STATED PROBLEM 1:
In the post about George Will and global warming, what average rise in global surface temperature per decade since the mid-1970s does the Met quotation give?
STATED PROBLEM 2:
Reproduce the passage of the post about George Will and global warming that opens with the words containing "The rise in" and closes with "for rising temperatures.".
STATED PROBLEM 3:
Carry on the post about George Will and global warming, picking up right after its last sentence.

-- start of SELECTED EXCERPT --

Network News

X My Profile
View More Activity

George Will And Global Warming

global_hadcrut3.gif

George Will's latest column questioning the science of global warming is not a very good portrayal of the evidence in George Will's latest column questioning the science on global warming. This might be because Will mostly got the evidence from an article someone else published in the New York Times, but that Will doesn't seem to have followed up on. That brings with it certain dangers. For instance, Will, whether he knows it or not, is relying on temperature measurements out of the U.K. Met's office. Will thinks they show a "plateau" in global warming. Here's what the Met says:

The rise in global surface temperature has averaged more than 0.15 °C per decade since the mid-1970s. Warming has been unprecedented in at least the last 50 years, and the 17 warmest years have all occurred in the last 20 years. This does not mean that next year will necessarily be warmer than last year, but the long-term trend is for rising temperatures.

Brad Johnson, a climate blogger who does spend his days immersed in this stuff, writes that Will's thesis is "pinned on an ambiguity of the English language. Just as the Yankees are a winning team but did not win their last game, global warming is terribly real even if 2008, one of the hottest years in recorded history, was cooler than 2007." As Johnson explains, global warming is not shorthand for “every day will be hotter than the next everywhere on the planet.” It is shorthand for for the observation that an "anthropogenic increase in greenhouse gases into the atmosphere is amplifying the natural radiative forcing of the troposphere’s temperature," thus creating a general trend toward higher temperatures. The year-to-year variability that forms the basis of Will's column is not a challenge to this theory. It is built into it.

-- end of SELECTED EXCERPT --
-- start of RECORD EXCERPTS --

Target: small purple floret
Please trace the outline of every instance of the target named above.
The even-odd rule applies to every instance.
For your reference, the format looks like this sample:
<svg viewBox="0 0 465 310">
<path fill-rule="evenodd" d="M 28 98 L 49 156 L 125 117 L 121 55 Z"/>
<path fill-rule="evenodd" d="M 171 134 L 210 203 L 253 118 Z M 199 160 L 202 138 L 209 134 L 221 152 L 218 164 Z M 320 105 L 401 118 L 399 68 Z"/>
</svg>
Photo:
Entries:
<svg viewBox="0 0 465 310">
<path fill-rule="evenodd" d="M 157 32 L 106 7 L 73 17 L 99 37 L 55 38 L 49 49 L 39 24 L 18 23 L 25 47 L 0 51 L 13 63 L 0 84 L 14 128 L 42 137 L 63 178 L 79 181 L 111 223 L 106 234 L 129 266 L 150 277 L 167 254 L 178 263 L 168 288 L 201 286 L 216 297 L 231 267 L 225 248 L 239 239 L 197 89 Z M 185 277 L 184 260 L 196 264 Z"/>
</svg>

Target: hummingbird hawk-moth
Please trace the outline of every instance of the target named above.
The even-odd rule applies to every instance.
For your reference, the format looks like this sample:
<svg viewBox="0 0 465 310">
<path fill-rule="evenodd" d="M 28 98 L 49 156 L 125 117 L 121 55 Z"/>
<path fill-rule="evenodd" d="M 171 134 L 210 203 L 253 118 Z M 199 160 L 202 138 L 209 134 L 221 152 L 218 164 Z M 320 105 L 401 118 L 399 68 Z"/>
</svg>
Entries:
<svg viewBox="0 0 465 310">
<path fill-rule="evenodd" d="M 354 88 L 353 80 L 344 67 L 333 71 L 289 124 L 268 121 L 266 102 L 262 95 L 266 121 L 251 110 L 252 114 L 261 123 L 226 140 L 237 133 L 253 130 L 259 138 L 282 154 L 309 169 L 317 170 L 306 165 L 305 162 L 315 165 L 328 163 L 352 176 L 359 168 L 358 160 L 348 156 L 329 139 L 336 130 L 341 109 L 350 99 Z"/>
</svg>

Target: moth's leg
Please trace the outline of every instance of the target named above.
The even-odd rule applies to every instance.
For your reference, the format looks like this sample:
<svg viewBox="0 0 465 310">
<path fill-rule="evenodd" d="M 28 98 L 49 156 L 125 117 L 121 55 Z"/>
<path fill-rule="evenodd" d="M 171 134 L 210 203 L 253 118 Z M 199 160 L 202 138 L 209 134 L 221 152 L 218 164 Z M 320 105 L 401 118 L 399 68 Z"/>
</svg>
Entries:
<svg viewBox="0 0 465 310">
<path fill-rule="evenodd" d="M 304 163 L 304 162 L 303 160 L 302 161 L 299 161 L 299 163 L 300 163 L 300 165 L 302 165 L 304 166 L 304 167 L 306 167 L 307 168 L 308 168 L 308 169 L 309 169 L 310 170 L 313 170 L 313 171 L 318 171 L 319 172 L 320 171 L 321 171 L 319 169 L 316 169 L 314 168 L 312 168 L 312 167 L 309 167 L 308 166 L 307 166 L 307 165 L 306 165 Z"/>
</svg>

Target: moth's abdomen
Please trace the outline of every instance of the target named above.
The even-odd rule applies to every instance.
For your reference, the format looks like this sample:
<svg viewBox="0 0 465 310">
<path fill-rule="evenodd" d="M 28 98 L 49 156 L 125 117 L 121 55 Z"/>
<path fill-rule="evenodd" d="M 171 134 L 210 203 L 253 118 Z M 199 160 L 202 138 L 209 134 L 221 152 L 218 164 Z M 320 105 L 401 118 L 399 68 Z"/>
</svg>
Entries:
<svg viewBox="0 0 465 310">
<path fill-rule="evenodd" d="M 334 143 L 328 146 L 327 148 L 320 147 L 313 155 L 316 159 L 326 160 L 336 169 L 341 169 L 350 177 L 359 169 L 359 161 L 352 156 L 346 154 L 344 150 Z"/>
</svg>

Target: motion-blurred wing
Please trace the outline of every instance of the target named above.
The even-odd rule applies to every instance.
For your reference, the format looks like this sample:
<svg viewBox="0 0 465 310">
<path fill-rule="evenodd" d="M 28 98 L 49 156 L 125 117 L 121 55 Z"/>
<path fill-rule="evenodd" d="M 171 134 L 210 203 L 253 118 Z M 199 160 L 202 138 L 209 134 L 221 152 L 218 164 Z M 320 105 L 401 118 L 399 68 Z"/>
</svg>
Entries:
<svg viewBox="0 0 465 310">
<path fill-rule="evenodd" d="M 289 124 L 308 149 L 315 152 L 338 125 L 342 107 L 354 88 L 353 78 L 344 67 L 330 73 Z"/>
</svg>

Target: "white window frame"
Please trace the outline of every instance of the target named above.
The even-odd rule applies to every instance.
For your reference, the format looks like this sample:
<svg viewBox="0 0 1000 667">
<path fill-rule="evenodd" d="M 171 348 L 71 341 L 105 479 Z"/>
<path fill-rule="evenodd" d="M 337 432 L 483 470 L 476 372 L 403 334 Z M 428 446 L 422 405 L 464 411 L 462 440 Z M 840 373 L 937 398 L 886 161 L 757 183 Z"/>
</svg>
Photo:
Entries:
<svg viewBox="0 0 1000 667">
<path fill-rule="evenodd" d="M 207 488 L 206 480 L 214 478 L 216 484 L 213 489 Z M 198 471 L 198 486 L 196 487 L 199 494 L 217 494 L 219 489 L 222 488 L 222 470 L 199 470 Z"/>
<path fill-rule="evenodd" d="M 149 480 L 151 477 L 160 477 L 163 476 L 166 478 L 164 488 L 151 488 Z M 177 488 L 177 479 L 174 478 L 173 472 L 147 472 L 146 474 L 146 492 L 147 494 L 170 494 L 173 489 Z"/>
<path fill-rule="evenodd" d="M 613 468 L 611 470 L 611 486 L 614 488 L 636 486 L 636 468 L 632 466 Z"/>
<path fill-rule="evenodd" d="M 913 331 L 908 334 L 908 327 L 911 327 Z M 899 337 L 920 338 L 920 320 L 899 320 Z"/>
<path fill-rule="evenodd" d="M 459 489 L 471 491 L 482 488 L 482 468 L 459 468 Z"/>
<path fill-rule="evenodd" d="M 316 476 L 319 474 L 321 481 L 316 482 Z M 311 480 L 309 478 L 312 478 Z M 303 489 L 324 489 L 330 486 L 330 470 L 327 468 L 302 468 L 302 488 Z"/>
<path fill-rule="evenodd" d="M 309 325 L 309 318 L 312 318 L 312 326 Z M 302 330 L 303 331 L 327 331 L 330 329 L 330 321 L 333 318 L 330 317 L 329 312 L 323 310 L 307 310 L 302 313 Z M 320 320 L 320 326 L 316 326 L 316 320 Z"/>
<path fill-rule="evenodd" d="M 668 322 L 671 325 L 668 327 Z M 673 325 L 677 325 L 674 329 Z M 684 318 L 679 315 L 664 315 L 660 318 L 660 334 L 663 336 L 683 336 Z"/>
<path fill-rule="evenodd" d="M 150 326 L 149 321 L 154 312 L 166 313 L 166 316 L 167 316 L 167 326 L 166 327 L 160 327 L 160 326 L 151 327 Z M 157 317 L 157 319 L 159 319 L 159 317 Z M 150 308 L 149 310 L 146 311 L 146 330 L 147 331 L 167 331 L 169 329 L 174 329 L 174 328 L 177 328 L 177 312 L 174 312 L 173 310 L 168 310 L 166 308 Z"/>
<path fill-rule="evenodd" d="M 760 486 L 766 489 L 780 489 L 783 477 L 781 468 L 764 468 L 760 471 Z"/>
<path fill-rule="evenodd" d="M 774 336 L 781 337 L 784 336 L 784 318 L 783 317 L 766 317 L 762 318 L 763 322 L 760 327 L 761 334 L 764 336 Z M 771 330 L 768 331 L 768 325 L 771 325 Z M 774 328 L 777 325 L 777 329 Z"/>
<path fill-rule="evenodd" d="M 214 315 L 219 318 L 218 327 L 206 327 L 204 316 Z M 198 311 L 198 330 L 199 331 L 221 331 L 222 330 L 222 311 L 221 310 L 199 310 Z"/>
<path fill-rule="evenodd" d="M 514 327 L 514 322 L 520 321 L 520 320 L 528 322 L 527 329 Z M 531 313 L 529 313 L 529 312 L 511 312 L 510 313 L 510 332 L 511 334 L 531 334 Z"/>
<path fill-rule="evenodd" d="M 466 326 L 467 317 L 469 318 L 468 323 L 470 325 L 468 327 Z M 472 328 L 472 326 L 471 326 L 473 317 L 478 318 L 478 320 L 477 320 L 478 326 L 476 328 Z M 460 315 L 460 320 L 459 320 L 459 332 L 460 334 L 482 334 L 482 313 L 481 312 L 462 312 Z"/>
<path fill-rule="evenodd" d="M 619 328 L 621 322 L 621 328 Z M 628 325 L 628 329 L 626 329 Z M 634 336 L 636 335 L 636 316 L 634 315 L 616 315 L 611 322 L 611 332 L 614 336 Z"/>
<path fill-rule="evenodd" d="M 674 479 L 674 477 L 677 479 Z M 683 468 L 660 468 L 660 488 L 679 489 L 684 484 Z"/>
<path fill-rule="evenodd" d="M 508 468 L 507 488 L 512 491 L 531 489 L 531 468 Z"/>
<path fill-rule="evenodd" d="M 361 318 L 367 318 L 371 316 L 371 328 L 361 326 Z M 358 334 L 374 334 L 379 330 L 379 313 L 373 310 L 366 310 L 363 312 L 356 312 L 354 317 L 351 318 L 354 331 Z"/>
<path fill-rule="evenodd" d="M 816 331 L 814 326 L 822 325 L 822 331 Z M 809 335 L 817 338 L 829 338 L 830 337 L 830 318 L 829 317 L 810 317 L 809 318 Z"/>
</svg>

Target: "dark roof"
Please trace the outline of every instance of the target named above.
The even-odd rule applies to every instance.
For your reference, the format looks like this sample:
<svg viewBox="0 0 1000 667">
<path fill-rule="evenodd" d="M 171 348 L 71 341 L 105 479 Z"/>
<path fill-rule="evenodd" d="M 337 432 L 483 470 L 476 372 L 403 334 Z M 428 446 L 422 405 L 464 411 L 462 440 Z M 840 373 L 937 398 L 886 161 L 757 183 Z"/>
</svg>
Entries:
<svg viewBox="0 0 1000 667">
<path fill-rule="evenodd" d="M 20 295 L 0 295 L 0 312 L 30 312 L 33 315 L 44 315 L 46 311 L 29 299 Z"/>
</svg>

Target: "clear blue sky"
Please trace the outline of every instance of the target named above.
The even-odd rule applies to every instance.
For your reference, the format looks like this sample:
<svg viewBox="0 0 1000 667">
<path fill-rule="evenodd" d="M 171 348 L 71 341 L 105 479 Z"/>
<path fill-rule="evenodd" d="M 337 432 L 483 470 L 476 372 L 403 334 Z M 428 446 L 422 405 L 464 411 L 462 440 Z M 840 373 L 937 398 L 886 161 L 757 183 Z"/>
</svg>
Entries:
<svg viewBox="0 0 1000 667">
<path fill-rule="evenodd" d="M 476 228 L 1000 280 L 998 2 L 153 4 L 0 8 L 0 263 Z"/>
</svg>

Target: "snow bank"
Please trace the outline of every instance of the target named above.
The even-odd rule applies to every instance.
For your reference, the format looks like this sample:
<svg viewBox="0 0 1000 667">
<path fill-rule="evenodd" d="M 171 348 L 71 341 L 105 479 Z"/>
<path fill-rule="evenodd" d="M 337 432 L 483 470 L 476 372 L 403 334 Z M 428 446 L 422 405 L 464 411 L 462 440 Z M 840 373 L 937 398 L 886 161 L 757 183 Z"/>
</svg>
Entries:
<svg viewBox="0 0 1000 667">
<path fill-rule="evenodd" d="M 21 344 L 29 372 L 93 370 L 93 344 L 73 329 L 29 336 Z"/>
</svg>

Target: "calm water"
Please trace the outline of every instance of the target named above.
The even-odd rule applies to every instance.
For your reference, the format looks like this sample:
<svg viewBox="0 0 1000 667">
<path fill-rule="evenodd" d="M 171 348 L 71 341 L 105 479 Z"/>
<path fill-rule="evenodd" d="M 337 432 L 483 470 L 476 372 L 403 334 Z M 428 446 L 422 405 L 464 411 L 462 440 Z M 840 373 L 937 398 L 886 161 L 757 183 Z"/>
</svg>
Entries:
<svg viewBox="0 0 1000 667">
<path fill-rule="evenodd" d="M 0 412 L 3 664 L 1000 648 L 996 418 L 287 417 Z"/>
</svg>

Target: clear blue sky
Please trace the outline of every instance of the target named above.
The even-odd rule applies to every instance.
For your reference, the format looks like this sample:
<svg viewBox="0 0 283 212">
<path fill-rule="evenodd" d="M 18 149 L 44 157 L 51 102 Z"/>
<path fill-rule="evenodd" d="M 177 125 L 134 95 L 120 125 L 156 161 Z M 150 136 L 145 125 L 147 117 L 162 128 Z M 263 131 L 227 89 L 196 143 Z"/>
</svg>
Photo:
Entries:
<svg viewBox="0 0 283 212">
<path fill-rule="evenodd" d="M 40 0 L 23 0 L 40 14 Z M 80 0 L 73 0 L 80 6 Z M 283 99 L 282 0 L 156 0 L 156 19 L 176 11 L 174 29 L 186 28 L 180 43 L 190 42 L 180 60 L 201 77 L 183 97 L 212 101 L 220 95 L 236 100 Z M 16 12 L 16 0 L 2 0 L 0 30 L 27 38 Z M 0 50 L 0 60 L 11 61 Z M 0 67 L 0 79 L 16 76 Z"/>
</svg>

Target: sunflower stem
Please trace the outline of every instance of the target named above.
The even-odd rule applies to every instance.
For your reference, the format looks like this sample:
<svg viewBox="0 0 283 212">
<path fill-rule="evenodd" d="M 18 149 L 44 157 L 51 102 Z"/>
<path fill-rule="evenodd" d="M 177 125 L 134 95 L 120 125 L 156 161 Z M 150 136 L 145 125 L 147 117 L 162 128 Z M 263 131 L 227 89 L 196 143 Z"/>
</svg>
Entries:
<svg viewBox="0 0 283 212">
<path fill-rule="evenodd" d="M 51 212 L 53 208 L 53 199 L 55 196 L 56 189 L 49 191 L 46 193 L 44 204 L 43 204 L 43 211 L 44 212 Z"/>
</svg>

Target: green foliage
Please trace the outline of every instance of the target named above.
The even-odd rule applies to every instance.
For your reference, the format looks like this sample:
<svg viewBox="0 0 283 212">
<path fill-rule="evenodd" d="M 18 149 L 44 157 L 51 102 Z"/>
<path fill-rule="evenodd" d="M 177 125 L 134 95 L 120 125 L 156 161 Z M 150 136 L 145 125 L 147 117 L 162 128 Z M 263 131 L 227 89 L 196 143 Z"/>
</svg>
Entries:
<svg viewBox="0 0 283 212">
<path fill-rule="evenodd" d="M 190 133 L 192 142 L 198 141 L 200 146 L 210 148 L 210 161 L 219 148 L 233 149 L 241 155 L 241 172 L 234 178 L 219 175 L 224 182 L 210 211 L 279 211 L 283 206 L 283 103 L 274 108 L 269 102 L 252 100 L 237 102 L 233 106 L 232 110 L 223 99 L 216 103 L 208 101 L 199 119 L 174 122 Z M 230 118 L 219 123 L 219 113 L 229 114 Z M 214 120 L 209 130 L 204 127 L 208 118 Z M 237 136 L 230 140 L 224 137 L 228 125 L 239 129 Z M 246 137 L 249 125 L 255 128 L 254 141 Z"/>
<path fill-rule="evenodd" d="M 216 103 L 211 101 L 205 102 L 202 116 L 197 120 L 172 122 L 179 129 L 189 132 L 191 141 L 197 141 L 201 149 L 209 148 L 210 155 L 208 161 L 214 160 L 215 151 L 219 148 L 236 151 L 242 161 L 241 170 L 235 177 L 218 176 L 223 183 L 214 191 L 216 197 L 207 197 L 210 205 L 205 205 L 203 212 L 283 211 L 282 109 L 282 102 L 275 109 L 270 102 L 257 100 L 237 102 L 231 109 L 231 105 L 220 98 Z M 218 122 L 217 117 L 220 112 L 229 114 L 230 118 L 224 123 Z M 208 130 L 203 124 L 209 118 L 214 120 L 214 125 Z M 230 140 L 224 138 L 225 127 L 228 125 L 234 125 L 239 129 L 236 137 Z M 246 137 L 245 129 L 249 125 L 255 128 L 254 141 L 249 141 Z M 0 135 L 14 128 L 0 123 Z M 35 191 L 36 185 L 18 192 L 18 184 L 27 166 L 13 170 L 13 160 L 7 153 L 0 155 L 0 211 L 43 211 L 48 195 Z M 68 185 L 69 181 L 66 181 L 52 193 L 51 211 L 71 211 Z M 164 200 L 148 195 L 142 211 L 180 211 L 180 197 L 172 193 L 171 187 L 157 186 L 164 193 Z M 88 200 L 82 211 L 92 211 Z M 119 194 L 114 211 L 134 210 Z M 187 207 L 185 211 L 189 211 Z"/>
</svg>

-- end of RECORD EXCERPTS --

EXERCISE OUTPUT 1:
More than 0.15 °C per decade.

EXERCISE OUTPUT 2:
The rise in global surface temperature has averaged more than 0.15 °C per decade since the mid-1970s. Warming has been unprecedented in at least the last 50 years, and the 17 warmest years have all occurred in the last 20 years. This does not mean that next year will necessarily be warmer than last year, but the long-term trend is for rising temperatures.

EXERCISE OUTPUT 3:
If Will is aware of this, he does not show it. There is not a line rebutting this thinking, much less a paragraph. Given that, it is perhaps no surprise that more technical disputes are not aired, either. Will, for instance, is using the Met's measurements. But because he is not using them firsthand, he is relying on a report that arguably understated the Met's conclusions. Their data actually show that the 2000s were the hottest decade on record, much hotter than the 1990s. Indeed, if you look at the 10 hottest years on record, eight were in the 2000s. Two were in the '90s. Those two were in 1997 and 1998, which the Met says was a function of the weather event El Niño. They explain their data at length here. Will gives no airing to their explanation.

Nor does he explain why he's using the Met's data. After all, NASA’s Goddard Institute for Space Studies thinks that the 2000s have seen triple the warming that the Met estimates. Joe Romm, an actual climate scientist, is more impressed with NASA's methodology. I have no idea who's right. If Will has a considered take on this question, he's not yet published it.

All this might be fine, if not for the credibility Will has by virtue of his column. But people who are reading Will's column at their breakfast table and are not otherwise immersed in this debate might find Will's thinking convincing, unaware that the points he's raising have been continually and convincingly rebutted, and that his read of the evidence sharply differs from those of the scientists who are actually collecting and analyzing the evidence. That would be a shame.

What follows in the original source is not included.